6.4.3 Facing Resistance to Changes

Involving employees from the start is seen as the absolute necessity if changes are supposed to succeed. However, this notion also collides with a frustration over the power of the unions and employees over the management and the owner, where a more autocratic leadership style sometimes is desired, but municipal managers quickly remind that in a democratic system there is no way to make decisions alone. Here, the municipal democratic system represents a network in which the power is dispersed among a large number of network participants, such as the management of the service unit, the management of the owner, the municipal council, and the employees.

The employees do have power through being often represented in the municipal council as council members, and in cases where a municipal service unit might be outsourced to the private sector, the labor union, the employees, and the municipal council are perceived by the municipal managers to build an alliance that can resist the proposed changes in the management of the service unit. Especially the labor union’s ability to carry conflicts from the original source to other service units seems to make municipal technical managers careful about proposing changes that would be too dramatic or too fast.

EXCERPTED RECORDS >>

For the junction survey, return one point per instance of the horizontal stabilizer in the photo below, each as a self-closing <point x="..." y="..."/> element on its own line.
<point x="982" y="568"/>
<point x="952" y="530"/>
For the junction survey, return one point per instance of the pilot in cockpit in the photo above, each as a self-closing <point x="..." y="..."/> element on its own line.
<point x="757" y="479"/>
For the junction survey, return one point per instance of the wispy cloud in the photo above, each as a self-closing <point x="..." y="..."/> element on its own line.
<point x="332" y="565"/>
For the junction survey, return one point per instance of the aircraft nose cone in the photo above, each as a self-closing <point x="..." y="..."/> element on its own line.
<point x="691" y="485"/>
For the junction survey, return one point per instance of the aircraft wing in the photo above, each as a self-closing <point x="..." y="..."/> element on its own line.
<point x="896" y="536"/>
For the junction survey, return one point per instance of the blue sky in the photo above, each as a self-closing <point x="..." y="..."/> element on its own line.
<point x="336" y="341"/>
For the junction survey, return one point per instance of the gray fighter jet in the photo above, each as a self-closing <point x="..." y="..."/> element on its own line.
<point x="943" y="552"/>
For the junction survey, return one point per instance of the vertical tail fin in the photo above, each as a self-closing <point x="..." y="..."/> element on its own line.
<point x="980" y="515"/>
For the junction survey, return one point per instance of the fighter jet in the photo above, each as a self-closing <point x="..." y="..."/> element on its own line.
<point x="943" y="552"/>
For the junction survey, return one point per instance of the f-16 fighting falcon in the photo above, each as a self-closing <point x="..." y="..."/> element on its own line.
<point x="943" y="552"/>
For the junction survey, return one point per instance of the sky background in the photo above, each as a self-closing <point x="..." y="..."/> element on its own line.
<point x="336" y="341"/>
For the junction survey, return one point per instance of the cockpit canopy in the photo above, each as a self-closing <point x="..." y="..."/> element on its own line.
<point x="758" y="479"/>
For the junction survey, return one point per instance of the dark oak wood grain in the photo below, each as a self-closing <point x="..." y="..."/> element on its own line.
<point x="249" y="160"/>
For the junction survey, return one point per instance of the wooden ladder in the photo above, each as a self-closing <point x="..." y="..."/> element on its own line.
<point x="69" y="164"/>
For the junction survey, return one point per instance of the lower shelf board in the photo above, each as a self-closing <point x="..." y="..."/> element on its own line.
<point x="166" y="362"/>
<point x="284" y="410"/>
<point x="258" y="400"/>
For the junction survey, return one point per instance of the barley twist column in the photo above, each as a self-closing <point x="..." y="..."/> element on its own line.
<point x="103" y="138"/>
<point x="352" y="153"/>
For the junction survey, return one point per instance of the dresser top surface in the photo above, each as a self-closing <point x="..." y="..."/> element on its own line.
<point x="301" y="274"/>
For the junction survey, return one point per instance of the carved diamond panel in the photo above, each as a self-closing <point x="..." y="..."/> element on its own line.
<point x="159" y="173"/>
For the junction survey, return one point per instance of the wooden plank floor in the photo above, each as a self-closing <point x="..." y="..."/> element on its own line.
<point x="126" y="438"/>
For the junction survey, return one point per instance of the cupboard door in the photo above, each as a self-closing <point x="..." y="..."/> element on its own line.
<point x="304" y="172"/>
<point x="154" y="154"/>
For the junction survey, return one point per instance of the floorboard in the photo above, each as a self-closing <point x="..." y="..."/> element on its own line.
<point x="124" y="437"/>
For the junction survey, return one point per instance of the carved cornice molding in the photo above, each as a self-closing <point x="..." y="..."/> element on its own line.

PROBLEMS TO WORK ON >>
1. Answer these questions from the text on resistance to change:
(a) Which network participants does the text list as sharing power in the municipal democratic system?
(b) Through what means do employees hold power, according to the text?
(c) Which ability of the labor union makes municipal technical managers careful about proposing changes?
2. Count the lines of the rows that contain the string "cone", treating case as significant, and give only the number.
The rows have no connection to the text on resistance to change.

TASK-BY-TASK OUTPUTS >>
1.
(a) The management of the service unit, the management of the owner, the municipal council, and the employees.
(b) They are often represented in the municipal council as council members.
(c) Its ability to carry conflicts from the original source to other service units.

2. 1